PROBLEM TO SOLVE: Rewrite every one of the following entries with "outline" changed to "boundary" and nothing else altered. Omit the pictures.

PROVIDED INFORMATION:

※

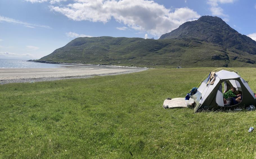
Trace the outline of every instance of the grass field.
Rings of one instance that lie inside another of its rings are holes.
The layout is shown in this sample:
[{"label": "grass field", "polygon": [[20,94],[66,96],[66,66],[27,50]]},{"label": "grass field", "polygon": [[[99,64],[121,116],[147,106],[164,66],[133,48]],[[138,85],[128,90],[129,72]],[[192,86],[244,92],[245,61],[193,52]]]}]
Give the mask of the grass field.
[{"label": "grass field", "polygon": [[[214,69],[0,85],[0,158],[253,158],[256,112],[162,107]],[[256,91],[256,68],[235,69]]]}]

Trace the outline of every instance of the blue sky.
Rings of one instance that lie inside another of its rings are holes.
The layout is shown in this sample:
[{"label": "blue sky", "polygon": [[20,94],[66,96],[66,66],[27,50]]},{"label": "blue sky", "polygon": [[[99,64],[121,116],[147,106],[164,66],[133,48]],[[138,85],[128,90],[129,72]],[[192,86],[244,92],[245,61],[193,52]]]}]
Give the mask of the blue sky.
[{"label": "blue sky", "polygon": [[78,37],[158,39],[217,16],[256,40],[254,0],[0,1],[0,58],[38,59]]}]

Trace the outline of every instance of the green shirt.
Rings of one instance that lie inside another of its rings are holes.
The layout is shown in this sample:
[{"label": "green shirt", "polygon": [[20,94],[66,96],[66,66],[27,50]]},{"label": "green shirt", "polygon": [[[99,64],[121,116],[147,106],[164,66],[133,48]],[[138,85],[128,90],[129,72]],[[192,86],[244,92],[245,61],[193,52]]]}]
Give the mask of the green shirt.
[{"label": "green shirt", "polygon": [[236,96],[236,95],[234,94],[231,90],[230,90],[227,92],[223,93],[223,97],[225,99],[227,99],[229,97],[235,97]]}]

※

ANSWER TO THIS EXERCISE:
Trace the boundary of every instance of the grass field.
Rings of one instance that lie inside another of its rings are holes.
The layout is shown in this sample:
[{"label": "grass field", "polygon": [[20,94],[66,96],[66,66],[27,50]]},{"label": "grass field", "polygon": [[[99,64],[121,116],[147,106],[164,66],[133,48]],[[138,85],[128,90],[129,72]],[[192,86],[244,92],[245,61],[193,52]]]}]
Give the mask of the grass field.
[{"label": "grass field", "polygon": [[[214,69],[0,85],[0,158],[253,158],[256,112],[162,107]],[[256,91],[256,68],[235,69]]]}]

Trace the boundary of every instance of the blue sky.
Rings of one instance that lie inside another of its rings are holes.
The layout is shown in this sample:
[{"label": "blue sky", "polygon": [[20,94],[66,96],[66,66],[27,50]]},{"label": "blue sky", "polygon": [[[99,64],[121,116],[147,106],[164,66],[133,48]],[[138,85],[128,90],[129,72]],[[192,86],[244,92],[245,61],[193,52]]]}]
Give the mask of the blue sky.
[{"label": "blue sky", "polygon": [[78,37],[158,39],[217,16],[256,40],[254,0],[0,1],[0,58],[38,59]]}]

Trace the boundary of every instance of the green shirt.
Rings of one instance that lie inside another of its rings are holes.
The layout is shown in this sample:
[{"label": "green shirt", "polygon": [[20,94],[66,96],[66,66],[27,50]]},{"label": "green shirt", "polygon": [[[99,64],[121,116],[147,106],[164,66],[133,48]],[[138,85],[128,90],[129,72]],[[192,86],[244,92],[245,61],[193,52]]]}]
Give the mask of the green shirt.
[{"label": "green shirt", "polygon": [[236,96],[236,95],[234,94],[231,90],[230,90],[227,92],[223,93],[223,97],[225,99],[227,99],[229,97],[235,97]]}]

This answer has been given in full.